#### SOURCE DOCUMENT

Context and Genesis
- 2008 Global Financial Crisis Impact: India launched a stimulus programme, injecting liquidity to boost demand.
- Unintended Consequence: Stimulus met infrastructure gaps and low manufacturing capacity, resulting in inflation.
- Policy Shift: Government prioritized infrastructure investment, encouraging private sector participation via Public-Private Partnerships (PPPs).
Bad Loans
Bad loans, also known as non-performing loans (NPLs), are loans where the borrower fails to make payments (interest or principal) for an extended period, typically 90 days or more, and are considered risky for lenders because they are unlikely to be repaid in full.
- Definition
- A bad loan, or non-performing loan (NPL), is a loan where the borrower is in default and has not paid the agreed-upon principal and interest repayments for a specified period.
- Causes
- Non-performing loans can occur when borrowers experience financial difficulties, job loss, or other situations that make it challenging to continue making repayments.
The Book’s Focus
- The Dirty Dozen: India’s Twelve Biggest Corporate Defaulters by N. Sundaresha Subramanian investigates the fallout of India’s post-crisis policy.
- Core Focus: 12 largest unpaid loans that created a mountain of non-performing assets (NPAs).
- Notable Defaulters: Ruias (Essar Steel), Gaurs (Jaypee Infratech), Mittals (ABG Shipyard), among others.
- Trigger: Gained renewed attention after a borrower failed to block its release in Kolkata’s Alipore court.
The PPP Model and Systemic Failures
- Inappropriate Partner Selection: Contracts awarded to inexperienced firms—e.g., a TV broadcaster bagging large infrastructure projects.
- Flawed SPV Structure:
- Private players bore minimal risk but shared profits.
- Projects executed through Special Purpose Vehicles with non-recourse clauses, leading to poor credit discipline.
- Misuse of Loans:
- Widespread gold-plating of project costs.
- Funds diverted to unrelated entities or political funding.
- Financial Ecosystem Weaknesses:
- Banks lacked project finance skills.
- Absence of a corporate bond market meant short-term deposits funded long-term projects, causing maturity mismatch.
Structural Problems and Political Fallout
- NPAs became a major election issue in 2014, symbolizing corruption and mismanagement.
- Banking Crisis Origins: Not just bad intent, but systemic design flaws allowed bad loans to mushroom.
- Book captures the political economy of credit misuse, but misses deeper historical context.
Critique of the Book
- Strengths:
- Strong investigative reporting.
- Factual account of India’s biggest defaulters.
- Weaknesses:
- Lacks historical continuity—no analysis of India’s repeated failures since the 1980s (e.g., BIFR era, RBI frameworks).
- Misses discussion on regulatory pushbacks, such as those highlighted in Urjit Patel’s Overdraft.
- Feels journalistic rather than analytical.
Broader Implications
- Despite multiple reforms, India’s credit ecosystem remains vulnerable to misuse.
- Recent trends: Accelerated write-offs, regulatory dilution, and continued political-business collusion.
- Notable Cases:
- Nirav Modi’s fraudulent borrowings.
- Vijay Mallya’s escape despite red flags.
- he book underscores India’s credit accountability crisis, where penal consequences are rare.

#### SOURCE INFORMATION

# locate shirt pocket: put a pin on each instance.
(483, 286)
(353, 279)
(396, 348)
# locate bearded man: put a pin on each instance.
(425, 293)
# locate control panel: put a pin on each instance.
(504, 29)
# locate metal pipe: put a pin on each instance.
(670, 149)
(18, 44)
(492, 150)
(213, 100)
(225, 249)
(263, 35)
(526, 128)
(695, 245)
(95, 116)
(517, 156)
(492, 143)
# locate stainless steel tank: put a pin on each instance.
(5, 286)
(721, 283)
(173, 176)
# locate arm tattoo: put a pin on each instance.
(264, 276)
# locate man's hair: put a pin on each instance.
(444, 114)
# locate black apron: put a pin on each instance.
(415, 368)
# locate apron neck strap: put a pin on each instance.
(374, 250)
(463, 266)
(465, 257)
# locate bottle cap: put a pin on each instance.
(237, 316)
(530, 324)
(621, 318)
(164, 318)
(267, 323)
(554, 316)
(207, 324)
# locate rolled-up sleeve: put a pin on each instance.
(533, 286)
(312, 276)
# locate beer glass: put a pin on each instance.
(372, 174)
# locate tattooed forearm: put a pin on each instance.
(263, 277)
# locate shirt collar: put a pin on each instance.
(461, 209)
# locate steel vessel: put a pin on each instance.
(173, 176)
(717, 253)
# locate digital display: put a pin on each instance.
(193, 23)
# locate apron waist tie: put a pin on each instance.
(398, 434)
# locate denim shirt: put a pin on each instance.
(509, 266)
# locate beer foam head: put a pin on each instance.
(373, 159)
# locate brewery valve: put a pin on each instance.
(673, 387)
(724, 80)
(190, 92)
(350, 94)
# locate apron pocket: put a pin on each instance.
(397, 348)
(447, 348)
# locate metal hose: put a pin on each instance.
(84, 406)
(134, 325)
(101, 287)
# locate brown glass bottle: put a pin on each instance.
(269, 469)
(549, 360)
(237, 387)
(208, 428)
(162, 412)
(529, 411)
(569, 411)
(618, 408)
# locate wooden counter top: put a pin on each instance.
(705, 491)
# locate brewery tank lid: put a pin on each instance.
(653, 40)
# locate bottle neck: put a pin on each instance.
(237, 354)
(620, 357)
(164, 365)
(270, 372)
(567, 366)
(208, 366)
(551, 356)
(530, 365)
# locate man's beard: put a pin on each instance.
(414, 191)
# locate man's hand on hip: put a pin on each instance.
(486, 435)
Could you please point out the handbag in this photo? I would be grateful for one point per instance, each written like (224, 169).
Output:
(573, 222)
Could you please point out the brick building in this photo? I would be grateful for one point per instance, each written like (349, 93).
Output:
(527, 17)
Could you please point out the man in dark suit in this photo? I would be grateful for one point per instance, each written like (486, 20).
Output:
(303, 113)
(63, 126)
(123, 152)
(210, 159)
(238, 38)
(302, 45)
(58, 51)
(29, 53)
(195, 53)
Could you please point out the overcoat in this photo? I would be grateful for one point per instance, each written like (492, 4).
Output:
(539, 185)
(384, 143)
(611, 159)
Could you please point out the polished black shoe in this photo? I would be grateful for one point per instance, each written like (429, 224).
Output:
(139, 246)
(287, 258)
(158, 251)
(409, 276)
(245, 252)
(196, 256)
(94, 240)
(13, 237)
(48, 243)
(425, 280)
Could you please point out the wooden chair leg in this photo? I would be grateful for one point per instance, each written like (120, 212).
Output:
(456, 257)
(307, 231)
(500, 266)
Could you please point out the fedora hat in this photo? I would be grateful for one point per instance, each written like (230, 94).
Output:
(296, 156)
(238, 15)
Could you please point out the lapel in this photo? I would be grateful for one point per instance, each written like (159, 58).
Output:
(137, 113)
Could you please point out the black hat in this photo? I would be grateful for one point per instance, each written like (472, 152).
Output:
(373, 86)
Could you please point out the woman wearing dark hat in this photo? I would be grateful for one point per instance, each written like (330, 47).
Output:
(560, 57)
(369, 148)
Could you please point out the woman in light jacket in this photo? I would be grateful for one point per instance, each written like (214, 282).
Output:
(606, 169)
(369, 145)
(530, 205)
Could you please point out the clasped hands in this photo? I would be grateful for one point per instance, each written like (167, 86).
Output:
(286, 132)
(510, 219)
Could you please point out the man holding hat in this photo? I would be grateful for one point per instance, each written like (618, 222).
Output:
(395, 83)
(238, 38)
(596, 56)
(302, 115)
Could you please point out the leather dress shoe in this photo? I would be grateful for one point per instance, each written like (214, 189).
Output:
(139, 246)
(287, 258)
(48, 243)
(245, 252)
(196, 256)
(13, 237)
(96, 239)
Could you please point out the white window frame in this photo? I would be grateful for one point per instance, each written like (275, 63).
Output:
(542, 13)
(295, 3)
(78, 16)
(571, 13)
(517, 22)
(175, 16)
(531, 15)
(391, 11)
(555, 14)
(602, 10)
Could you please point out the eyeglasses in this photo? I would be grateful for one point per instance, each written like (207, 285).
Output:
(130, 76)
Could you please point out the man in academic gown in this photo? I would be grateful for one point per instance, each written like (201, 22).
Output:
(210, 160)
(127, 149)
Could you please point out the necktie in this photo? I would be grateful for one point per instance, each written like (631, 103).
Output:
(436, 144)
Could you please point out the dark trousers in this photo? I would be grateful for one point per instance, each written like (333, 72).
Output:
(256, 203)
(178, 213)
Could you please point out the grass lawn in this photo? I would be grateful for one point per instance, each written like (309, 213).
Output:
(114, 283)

#### WHAT YOU HAVE TO DO
Reproduce everything in the summary on India's bad loans from "The PPP Model" down to "poor credit discipline.". The listing has no connection to the summary on India's bad loans.

#### OUTPUT FOR THIS TASK
The PPP Model and Systemic Failures
- Inappropriate Partner Selection: Contracts awarded to inexperienced firms—e.g., a TV broadcaster bagging large infrastructure projects.
- Flawed SPV Structure:
- Private players bore minimal risk but shared profits.
- Projects executed through Special Purpose Vehicles with non-recourse clauses, leading to poor credit discipline.